[Start of section]
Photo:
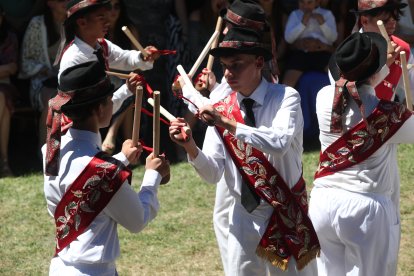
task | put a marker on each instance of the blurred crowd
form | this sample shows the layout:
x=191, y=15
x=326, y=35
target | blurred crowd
x=30, y=32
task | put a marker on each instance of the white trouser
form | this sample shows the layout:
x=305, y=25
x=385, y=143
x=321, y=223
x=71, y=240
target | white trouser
x=358, y=233
x=60, y=268
x=238, y=234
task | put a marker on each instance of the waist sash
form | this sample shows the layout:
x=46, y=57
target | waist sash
x=87, y=197
x=290, y=231
x=361, y=141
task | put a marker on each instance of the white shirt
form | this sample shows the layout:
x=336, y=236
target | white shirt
x=219, y=92
x=99, y=243
x=278, y=135
x=326, y=32
x=378, y=173
x=126, y=60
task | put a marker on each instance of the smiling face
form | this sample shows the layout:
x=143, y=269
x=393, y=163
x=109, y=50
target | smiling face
x=242, y=72
x=95, y=24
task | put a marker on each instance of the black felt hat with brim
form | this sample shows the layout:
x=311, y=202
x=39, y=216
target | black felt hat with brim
x=86, y=83
x=373, y=6
x=246, y=13
x=75, y=7
x=359, y=56
x=241, y=41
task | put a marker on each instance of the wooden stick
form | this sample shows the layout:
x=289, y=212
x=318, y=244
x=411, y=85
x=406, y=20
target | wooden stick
x=134, y=41
x=116, y=74
x=137, y=114
x=203, y=54
x=184, y=75
x=384, y=33
x=156, y=124
x=215, y=42
x=184, y=131
x=407, y=89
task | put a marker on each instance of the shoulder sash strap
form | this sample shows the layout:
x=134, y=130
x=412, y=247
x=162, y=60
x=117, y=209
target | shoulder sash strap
x=87, y=197
x=360, y=142
x=290, y=231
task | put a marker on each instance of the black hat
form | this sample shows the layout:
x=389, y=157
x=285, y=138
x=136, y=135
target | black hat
x=359, y=56
x=75, y=6
x=241, y=41
x=86, y=82
x=373, y=6
x=246, y=13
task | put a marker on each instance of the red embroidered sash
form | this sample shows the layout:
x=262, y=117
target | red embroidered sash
x=357, y=144
x=87, y=197
x=290, y=231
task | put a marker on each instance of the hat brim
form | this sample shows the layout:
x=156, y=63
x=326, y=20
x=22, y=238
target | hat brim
x=71, y=106
x=381, y=44
x=257, y=51
x=85, y=9
x=387, y=6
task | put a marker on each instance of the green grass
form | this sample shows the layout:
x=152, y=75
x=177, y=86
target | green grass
x=180, y=241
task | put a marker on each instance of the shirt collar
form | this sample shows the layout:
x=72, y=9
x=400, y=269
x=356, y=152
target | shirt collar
x=258, y=94
x=85, y=47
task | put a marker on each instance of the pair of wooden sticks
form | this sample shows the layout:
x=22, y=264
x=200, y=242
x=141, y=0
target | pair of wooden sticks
x=404, y=66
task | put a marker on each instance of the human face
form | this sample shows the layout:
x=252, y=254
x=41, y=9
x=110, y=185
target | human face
x=95, y=24
x=242, y=72
x=308, y=5
x=369, y=23
x=114, y=12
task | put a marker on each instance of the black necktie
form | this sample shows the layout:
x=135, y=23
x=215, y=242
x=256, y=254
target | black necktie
x=249, y=199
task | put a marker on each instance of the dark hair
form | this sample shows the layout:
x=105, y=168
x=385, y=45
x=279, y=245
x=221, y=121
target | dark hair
x=84, y=112
x=52, y=35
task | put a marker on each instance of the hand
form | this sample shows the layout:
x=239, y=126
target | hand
x=152, y=54
x=394, y=54
x=133, y=82
x=210, y=116
x=201, y=82
x=132, y=152
x=176, y=132
x=160, y=164
x=318, y=17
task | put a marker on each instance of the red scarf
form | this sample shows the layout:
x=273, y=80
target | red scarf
[End of section]
Exercise objective
Scan the records above for the word "scarf". Show each line in which it appears.

Written solution
task | put a marker on each instance of the red scarf
target | red scarf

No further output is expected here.